▶ [LISTED RECORDS]
## start
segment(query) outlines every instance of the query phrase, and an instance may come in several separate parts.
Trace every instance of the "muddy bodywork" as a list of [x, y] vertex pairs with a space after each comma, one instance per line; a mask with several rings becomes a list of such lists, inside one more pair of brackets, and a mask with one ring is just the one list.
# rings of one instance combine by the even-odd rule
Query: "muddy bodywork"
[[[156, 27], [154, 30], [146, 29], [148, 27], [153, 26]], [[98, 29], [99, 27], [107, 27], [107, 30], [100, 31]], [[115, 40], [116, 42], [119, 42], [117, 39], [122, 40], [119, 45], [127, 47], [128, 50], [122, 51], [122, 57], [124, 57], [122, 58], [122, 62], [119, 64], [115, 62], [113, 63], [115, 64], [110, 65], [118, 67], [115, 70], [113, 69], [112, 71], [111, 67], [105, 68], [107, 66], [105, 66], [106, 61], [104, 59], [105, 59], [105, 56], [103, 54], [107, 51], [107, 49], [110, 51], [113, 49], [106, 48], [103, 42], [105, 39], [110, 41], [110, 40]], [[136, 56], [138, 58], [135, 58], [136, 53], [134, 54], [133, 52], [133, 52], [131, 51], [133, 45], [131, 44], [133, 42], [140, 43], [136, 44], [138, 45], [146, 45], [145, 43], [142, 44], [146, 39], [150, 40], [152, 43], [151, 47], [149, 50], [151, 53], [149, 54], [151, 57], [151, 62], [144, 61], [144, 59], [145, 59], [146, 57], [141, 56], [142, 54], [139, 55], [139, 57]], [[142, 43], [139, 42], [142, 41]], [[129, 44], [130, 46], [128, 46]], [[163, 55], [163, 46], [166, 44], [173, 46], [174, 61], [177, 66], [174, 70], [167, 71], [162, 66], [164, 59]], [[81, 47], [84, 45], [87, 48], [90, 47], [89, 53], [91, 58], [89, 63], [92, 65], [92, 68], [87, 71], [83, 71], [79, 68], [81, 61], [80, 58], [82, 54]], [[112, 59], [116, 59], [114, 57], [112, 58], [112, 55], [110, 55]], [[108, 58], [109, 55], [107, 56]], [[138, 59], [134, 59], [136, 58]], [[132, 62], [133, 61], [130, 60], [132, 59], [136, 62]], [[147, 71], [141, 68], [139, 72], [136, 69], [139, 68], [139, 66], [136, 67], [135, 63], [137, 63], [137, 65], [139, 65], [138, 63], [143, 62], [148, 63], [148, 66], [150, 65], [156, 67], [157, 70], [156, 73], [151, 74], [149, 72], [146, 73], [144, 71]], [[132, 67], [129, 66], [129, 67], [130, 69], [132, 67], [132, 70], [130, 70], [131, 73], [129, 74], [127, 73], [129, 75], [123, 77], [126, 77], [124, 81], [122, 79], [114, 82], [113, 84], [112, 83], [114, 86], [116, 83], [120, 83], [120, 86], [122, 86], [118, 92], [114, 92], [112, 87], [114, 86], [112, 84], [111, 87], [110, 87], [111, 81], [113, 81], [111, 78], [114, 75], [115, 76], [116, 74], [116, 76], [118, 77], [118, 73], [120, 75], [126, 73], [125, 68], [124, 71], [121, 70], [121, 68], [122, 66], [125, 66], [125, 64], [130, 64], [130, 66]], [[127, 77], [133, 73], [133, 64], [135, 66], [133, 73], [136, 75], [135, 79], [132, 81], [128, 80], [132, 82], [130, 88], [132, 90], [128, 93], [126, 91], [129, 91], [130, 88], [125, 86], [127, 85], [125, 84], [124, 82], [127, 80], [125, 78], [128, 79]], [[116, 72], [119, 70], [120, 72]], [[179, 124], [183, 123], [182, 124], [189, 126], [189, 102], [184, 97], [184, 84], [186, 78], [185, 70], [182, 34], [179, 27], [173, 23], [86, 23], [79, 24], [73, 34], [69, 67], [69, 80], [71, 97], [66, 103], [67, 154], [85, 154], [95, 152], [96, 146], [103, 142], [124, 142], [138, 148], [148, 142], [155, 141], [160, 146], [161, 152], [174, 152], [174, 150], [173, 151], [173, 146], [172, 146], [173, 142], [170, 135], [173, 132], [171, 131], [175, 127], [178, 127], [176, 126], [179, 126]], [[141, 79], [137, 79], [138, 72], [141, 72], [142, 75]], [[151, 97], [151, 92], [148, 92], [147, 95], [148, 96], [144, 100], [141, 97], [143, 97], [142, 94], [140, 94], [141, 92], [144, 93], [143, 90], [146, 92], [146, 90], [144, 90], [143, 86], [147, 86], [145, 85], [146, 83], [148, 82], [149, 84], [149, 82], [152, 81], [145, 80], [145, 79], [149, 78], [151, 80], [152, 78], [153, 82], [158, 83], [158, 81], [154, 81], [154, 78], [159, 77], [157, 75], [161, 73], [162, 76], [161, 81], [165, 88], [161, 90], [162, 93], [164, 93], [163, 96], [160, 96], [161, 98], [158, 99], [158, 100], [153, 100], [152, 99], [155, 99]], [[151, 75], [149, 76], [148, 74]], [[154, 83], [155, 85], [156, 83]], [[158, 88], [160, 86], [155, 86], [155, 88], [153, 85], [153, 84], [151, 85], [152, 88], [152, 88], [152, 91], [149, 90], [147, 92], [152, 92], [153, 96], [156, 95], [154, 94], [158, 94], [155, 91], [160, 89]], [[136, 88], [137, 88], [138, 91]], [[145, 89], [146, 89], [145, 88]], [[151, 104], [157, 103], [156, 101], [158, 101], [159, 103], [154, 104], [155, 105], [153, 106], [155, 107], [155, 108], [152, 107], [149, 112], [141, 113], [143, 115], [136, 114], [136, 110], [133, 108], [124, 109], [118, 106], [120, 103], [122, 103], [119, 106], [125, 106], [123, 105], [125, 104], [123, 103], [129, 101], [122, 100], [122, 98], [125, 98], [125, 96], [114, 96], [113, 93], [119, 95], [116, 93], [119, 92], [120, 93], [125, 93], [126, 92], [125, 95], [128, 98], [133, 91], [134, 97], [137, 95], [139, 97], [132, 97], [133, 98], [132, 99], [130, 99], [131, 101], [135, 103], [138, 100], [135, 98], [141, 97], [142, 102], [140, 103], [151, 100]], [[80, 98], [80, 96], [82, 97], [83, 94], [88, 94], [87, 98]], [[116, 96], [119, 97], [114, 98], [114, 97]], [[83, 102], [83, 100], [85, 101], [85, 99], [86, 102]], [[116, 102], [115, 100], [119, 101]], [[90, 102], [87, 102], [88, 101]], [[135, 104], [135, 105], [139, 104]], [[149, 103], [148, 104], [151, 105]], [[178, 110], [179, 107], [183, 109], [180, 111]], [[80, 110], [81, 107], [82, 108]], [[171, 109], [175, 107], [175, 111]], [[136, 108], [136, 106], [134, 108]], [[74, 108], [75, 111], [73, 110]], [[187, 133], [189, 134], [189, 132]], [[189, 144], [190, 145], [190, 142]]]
## end
▶ [DIRECTION] Starting at the beginning of the listing and ending with the line that contains "Trace every instance", rewrite those lines with "vertex pairs" changed to "coordinate pairs". Leave everything else unchanged.

▶ [RESULT FOR THIS TASK]
segment(query) outlines every instance of the query phrase, and an instance may come in several separate parts.
Trace every instance of the "muddy bodywork" as a list of [x, y] coordinate pairs with a space after each comma, one instance per line; a mask with several rings becomes a list of such lists, inside one more pair of brackets, and a mask with one ring is just the one list.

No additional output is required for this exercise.